BEGIN THE INPUT

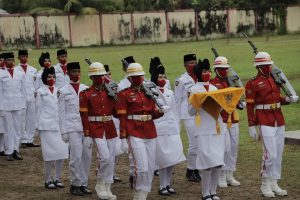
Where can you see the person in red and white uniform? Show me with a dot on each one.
(136, 112)
(72, 131)
(28, 130)
(62, 77)
(97, 110)
(264, 103)
(221, 67)
(13, 93)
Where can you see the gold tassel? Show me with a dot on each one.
(197, 118)
(229, 122)
(218, 128)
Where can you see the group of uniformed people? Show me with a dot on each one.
(70, 117)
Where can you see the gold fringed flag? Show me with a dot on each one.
(212, 102)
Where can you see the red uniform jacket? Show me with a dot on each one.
(134, 102)
(95, 102)
(263, 90)
(221, 84)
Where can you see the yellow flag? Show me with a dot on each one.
(213, 101)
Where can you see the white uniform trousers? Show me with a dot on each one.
(75, 149)
(28, 123)
(273, 144)
(192, 151)
(1, 134)
(86, 161)
(12, 129)
(230, 157)
(143, 154)
(106, 152)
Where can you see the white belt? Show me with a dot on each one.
(272, 106)
(140, 117)
(99, 118)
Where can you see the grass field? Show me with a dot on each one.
(25, 179)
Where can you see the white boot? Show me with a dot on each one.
(111, 196)
(231, 180)
(266, 188)
(138, 195)
(101, 190)
(276, 189)
(222, 180)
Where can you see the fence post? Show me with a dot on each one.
(101, 28)
(70, 30)
(37, 32)
(132, 28)
(167, 25)
(196, 24)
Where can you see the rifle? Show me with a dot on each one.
(111, 88)
(149, 89)
(277, 74)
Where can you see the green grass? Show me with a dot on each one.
(285, 51)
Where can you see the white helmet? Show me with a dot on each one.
(221, 62)
(262, 58)
(96, 68)
(135, 69)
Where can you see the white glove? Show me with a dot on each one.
(65, 137)
(88, 142)
(165, 109)
(292, 99)
(124, 145)
(253, 132)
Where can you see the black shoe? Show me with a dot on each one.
(23, 145)
(116, 179)
(197, 174)
(85, 190)
(170, 190)
(50, 185)
(190, 175)
(31, 144)
(17, 156)
(131, 181)
(58, 184)
(10, 157)
(74, 190)
(2, 153)
(163, 192)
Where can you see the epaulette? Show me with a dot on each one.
(253, 78)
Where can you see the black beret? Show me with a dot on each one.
(189, 57)
(73, 65)
(106, 68)
(43, 57)
(61, 52)
(126, 61)
(202, 65)
(8, 55)
(46, 72)
(23, 53)
(154, 63)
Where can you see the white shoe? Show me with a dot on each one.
(111, 196)
(231, 180)
(222, 180)
(138, 195)
(276, 189)
(266, 188)
(101, 190)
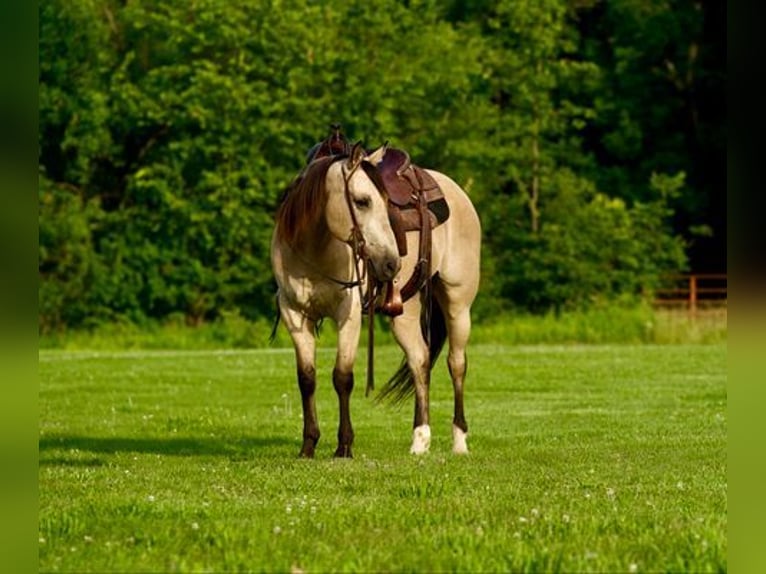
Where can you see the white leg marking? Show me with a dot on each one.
(459, 445)
(421, 439)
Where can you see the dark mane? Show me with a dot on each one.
(303, 202)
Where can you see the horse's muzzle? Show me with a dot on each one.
(385, 268)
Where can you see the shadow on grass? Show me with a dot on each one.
(174, 446)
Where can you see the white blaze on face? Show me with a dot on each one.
(421, 439)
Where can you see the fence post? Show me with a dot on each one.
(693, 295)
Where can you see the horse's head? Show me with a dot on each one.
(357, 213)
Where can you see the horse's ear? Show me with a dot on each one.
(357, 155)
(377, 156)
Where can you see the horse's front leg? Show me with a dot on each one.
(408, 334)
(343, 376)
(302, 333)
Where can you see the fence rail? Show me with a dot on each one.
(694, 292)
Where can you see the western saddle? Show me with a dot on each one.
(415, 203)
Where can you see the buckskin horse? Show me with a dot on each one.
(370, 232)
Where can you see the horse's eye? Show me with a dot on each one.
(362, 202)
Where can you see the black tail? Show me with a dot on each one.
(402, 384)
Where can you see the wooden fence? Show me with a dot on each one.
(699, 292)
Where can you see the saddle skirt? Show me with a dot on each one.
(408, 187)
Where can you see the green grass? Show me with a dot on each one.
(583, 458)
(600, 325)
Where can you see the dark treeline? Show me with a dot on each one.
(590, 135)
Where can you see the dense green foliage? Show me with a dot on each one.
(168, 130)
(583, 459)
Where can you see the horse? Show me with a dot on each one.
(332, 230)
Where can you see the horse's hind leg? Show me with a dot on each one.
(302, 333)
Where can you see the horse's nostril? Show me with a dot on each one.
(392, 266)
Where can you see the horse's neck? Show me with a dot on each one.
(325, 257)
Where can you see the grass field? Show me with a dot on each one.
(606, 458)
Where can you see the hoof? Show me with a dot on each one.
(307, 450)
(344, 452)
(421, 439)
(459, 445)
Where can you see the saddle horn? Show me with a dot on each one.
(393, 306)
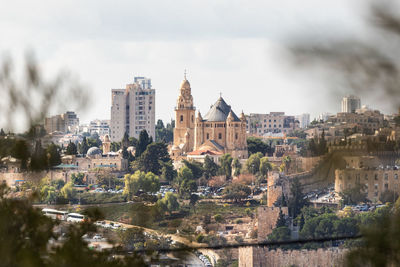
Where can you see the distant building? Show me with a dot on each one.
(220, 131)
(133, 110)
(101, 127)
(304, 120)
(274, 122)
(350, 104)
(367, 121)
(324, 116)
(374, 180)
(67, 122)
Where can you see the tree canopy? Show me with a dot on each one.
(141, 181)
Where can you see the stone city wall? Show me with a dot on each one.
(263, 257)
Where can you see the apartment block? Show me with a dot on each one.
(133, 110)
(274, 122)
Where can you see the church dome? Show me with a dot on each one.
(185, 84)
(94, 151)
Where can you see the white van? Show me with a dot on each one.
(75, 217)
(55, 214)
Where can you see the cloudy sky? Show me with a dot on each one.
(234, 47)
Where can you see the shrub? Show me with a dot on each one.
(200, 238)
(218, 218)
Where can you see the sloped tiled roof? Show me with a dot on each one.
(204, 152)
(219, 112)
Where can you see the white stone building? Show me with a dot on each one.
(133, 110)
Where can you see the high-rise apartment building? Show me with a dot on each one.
(66, 122)
(133, 109)
(101, 127)
(274, 122)
(304, 120)
(350, 104)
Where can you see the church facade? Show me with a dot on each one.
(219, 131)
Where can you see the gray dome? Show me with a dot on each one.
(219, 112)
(94, 151)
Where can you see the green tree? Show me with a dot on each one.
(185, 182)
(115, 146)
(38, 158)
(57, 184)
(256, 145)
(297, 199)
(265, 166)
(83, 146)
(168, 203)
(218, 218)
(354, 195)
(48, 194)
(53, 155)
(193, 200)
(253, 163)
(168, 173)
(195, 167)
(286, 162)
(279, 234)
(68, 191)
(152, 159)
(236, 192)
(164, 134)
(226, 165)
(187, 187)
(141, 181)
(77, 178)
(237, 166)
(71, 149)
(210, 167)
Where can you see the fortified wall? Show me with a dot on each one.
(263, 257)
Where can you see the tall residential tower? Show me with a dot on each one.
(133, 110)
(350, 104)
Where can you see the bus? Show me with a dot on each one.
(75, 217)
(55, 214)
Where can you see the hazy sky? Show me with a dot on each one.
(233, 47)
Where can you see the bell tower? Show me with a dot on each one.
(184, 118)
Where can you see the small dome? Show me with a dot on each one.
(94, 151)
(185, 84)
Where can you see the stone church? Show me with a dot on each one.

END THE INPUT

◆ **TASK DESCRIPTION**
The result should be an exact copy of the material, containing no pictures.

◆ **RESPONSE TO THIS EXERCISE**
Where can you see the person in red and white uniform? Show me with a dot on each one.
(136, 112)
(72, 131)
(28, 130)
(62, 77)
(97, 110)
(264, 103)
(221, 67)
(13, 93)
Where can you see the gold tassel? Show me with a dot on each one.
(197, 118)
(229, 122)
(218, 128)
Where can you see the group of uniformed people? Show me with a dot on each one.
(70, 117)
Where can you see the gold fringed flag? Show me with a dot on each one.
(212, 102)
Where can you see the red uniform jacket? Show me with a dot on each one.
(134, 102)
(95, 102)
(263, 90)
(221, 84)
Where can you see the yellow flag? Show me with a dot on each one.
(213, 101)
Where can you see the white uniform trousers? Show me with a dot on each one.
(75, 149)
(28, 123)
(273, 144)
(192, 151)
(1, 134)
(86, 161)
(12, 129)
(230, 157)
(143, 154)
(106, 152)
Where can you see the white belt? Show me with a dot on each one.
(272, 106)
(140, 117)
(99, 118)
Where can you see the grass field? Show me with a dot on each one.
(25, 179)
Where can you see the white boot? Show me with a dot on each one.
(111, 196)
(231, 180)
(266, 188)
(138, 195)
(101, 190)
(276, 189)
(222, 180)
Where can you see the fence post? Show me with a dot on each one.
(101, 28)
(70, 30)
(37, 32)
(132, 28)
(167, 25)
(196, 24)
Where can you see the rifle? Show me with a dot on each one.
(111, 88)
(149, 89)
(277, 74)
Where can you see the green grass? Show me with a dot on each one.
(285, 51)
Where can you see the white helmet? Show me with a dot on each one.
(221, 62)
(262, 58)
(96, 68)
(135, 69)
Where can you see the white glove? Show me with a dot on each one.
(65, 137)
(88, 142)
(165, 109)
(292, 99)
(124, 145)
(253, 132)
Where can you see the black shoe? Show me with a dot on each one.
(23, 145)
(116, 179)
(197, 174)
(85, 190)
(170, 190)
(50, 185)
(190, 175)
(31, 144)
(17, 156)
(131, 181)
(58, 184)
(10, 157)
(74, 190)
(2, 153)
(163, 192)
Where can you see the epaulette? Show me with a dot on each one.
(253, 78)
Where can you see the black beret? Show me with a dot on each one.
(189, 57)
(73, 65)
(106, 68)
(43, 57)
(61, 52)
(126, 61)
(202, 65)
(8, 55)
(46, 72)
(23, 53)
(154, 63)
Where can you see the white shoe? Show me with a dot on each one.
(111, 196)
(231, 180)
(222, 180)
(138, 195)
(276, 189)
(266, 188)
(101, 190)
Where can you see the white leg marking? Show me with a dot on each one.
(459, 445)
(421, 439)
Where can you see the dark mane? Show me with a dot on each one.
(303, 202)
Where can you see the horse's muzzle? Show me with a dot on each one.
(385, 268)
Where can you see the shadow on grass? Show me with a dot on each one.
(174, 446)
Where can you see the white blaze on face? Show me with a dot on each one.
(421, 439)
Where can you see the fence post? Show me with a dot on each one.
(693, 295)
Where can you see the horse's head? Show me with a dot on each one.
(357, 213)
Where can you see the horse's ear? Show me with a dot on each one.
(357, 155)
(377, 156)
Where can you see the horse's front leg? Show me with a dot on each one.
(408, 334)
(343, 376)
(302, 333)
Where can you see the fence rail? Show me with a dot on each one.
(694, 292)
Where can you see the western saddle? Show me with a dot on each one.
(415, 203)
Where can you see the buckskin horse? Show me with a dot on each one.
(370, 232)
Where can you see the horse's eye? Show me with a dot on each one.
(362, 202)
Where can you see the black tail? Show me with a dot on each one.
(402, 384)
Where can you see the wooden fence? Show me with a dot on each one.
(699, 292)
Where can you see the saddle skirt? Show me with a dot on each one.
(408, 187)
Where can you see the green grass? Show me with a dot on each one.
(583, 458)
(600, 325)
Where can you see the dark treeline? Show me with a dot on each one.
(590, 135)
Where can you see the dense green foliage? Show me with a dot on each one.
(168, 130)
(583, 459)
Where can you see the horse? Show me with a dot on each one.
(332, 230)
Where can you see the horse's hind leg? Show me with a dot on each one.
(302, 333)
Where can you see the horse's nostril? Show me with a dot on each one.
(392, 266)
Where can you see the horse's neck? Show me with a dot on each one.
(325, 257)
Where can you see the grass field? Show me with a dot on each one.
(606, 458)
Where can you see the hoof? Show me with a dot on each one.
(307, 450)
(344, 452)
(421, 439)
(459, 445)
Where can you see the saddle horn? Show me with a dot on each one.
(393, 306)
Where can you see the distant building? Show me with a dot on each one.
(220, 131)
(133, 110)
(101, 127)
(304, 120)
(274, 122)
(350, 104)
(367, 121)
(324, 116)
(374, 180)
(67, 122)
Where can you see the tree canopy? Show me with a dot on each one.
(141, 181)
Where can you see the stone city wall? Show me with a dot on each one.
(263, 257)
Where can you see the apartment block? Show me with a dot on each one.
(133, 110)
(274, 122)
Where can you see the church dome? Show me with a dot on each one.
(185, 84)
(94, 151)
Where can you see the white van? Show me with a dot on each one.
(75, 217)
(55, 214)
Where can you see the cloudy sky? Show me with a dot on each one.
(234, 47)
Where can you see the shrub? Show me with a dot on each one.
(200, 238)
(218, 218)
Where can you see the sloped tiled roof? Show me with a dot on each one.
(204, 152)
(219, 112)
Where can you see the white stone building? Show me with a dot on each one.
(133, 110)
Where can you see the high-rise apartment building? Show me with a dot on each one.
(66, 122)
(133, 109)
(101, 127)
(274, 122)
(304, 120)
(350, 104)
Where can you see the church facade? Show me with a dot on each one.
(219, 131)
Where can you see the gray dome? Show me with a dot on each one.
(219, 112)
(94, 151)
Where can you see the green tree? Show me with a dot on each one.
(185, 182)
(115, 146)
(38, 158)
(57, 184)
(256, 145)
(297, 199)
(265, 166)
(83, 146)
(168, 203)
(218, 218)
(354, 195)
(48, 194)
(53, 155)
(193, 200)
(253, 163)
(168, 173)
(195, 167)
(286, 162)
(279, 234)
(68, 191)
(152, 159)
(236, 192)
(164, 134)
(226, 165)
(187, 187)
(141, 181)
(77, 178)
(237, 166)
(71, 149)
(210, 167)
Where can you see the fortified wall? Show me with a dot on each one.
(263, 257)
Where can you see the tall residential tower? Show me with a dot on each one.
(133, 110)
(350, 104)
Where can you see the bus? Show me with a dot on each one.
(75, 217)
(55, 214)
Where can you see the hazy sky? Show me with a dot on each one.
(233, 47)
Where can you see the bell tower? Show me with a dot on each one.
(184, 118)
Where can you see the small dome? Show me with a dot on each one.
(94, 151)
(185, 84)
Where can you see the stone church? Show me with a dot on each one.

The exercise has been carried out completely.